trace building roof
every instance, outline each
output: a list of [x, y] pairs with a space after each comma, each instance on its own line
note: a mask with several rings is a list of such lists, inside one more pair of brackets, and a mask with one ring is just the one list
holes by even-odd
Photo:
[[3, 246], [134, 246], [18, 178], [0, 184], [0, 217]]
:::::
What the task requires
Return each of the entries above word for word, with nothing changed.

Correct answer
trace building roof
every instance, outline each
output: a list of [x, y] pairs with a space after each comma, each instance on its own line
note: a mask with several rings is a list of such lists, inside one more pair of brackets, and a mask with one ring is just the one list
holes by even-odd
Photo:
[[3, 246], [134, 246], [18, 178], [0, 184], [0, 217]]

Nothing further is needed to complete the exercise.